What the task requires >> Where the string "black" shows up in a line of the records, copy that line.

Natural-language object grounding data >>

[Start of section]

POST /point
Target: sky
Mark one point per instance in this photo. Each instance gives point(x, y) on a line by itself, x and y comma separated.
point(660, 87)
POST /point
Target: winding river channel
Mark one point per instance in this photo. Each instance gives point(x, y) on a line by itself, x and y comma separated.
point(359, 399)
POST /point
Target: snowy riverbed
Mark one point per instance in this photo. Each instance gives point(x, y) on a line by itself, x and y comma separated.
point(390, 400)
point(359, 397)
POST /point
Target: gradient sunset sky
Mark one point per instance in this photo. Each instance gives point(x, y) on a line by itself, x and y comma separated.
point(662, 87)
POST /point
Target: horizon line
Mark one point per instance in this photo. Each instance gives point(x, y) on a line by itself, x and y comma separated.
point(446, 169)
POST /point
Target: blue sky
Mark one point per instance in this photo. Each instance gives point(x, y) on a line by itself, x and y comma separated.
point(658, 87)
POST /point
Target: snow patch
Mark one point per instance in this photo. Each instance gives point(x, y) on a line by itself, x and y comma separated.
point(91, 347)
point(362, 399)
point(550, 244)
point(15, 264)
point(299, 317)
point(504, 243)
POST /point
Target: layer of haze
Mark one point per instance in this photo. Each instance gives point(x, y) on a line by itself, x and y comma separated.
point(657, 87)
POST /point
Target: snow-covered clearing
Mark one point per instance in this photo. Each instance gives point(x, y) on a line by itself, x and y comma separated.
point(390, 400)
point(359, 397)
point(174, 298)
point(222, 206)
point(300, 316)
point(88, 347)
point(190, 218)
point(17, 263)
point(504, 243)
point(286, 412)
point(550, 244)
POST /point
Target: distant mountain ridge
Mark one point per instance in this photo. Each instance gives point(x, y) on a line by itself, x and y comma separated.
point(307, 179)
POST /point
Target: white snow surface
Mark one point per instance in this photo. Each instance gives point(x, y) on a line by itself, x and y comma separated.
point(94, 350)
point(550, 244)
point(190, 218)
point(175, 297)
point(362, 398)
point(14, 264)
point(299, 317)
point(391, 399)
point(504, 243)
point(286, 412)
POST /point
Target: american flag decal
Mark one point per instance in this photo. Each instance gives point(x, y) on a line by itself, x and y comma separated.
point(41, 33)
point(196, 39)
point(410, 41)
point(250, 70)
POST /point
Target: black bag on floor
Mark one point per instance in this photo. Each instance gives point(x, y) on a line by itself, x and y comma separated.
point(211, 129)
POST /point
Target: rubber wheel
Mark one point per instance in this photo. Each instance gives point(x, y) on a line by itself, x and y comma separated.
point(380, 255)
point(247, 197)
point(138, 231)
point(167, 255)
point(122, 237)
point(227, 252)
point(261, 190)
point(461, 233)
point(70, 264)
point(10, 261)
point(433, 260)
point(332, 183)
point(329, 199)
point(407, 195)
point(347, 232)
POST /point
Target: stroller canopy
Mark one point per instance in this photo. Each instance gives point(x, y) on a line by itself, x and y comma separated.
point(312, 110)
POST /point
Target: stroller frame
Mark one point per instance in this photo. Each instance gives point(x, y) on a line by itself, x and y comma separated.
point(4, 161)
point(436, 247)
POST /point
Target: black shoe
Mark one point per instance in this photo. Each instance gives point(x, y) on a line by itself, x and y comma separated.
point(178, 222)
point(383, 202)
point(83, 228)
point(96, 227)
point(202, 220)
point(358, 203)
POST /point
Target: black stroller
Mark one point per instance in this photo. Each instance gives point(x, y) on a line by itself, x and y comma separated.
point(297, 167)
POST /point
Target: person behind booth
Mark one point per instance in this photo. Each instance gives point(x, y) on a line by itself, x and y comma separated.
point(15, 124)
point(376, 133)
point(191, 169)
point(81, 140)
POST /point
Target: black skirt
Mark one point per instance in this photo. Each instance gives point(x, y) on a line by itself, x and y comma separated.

[End of section]

Response below >>
Target: black bag on floor
Target: black shoe
Target: black stroller
Target: black skirt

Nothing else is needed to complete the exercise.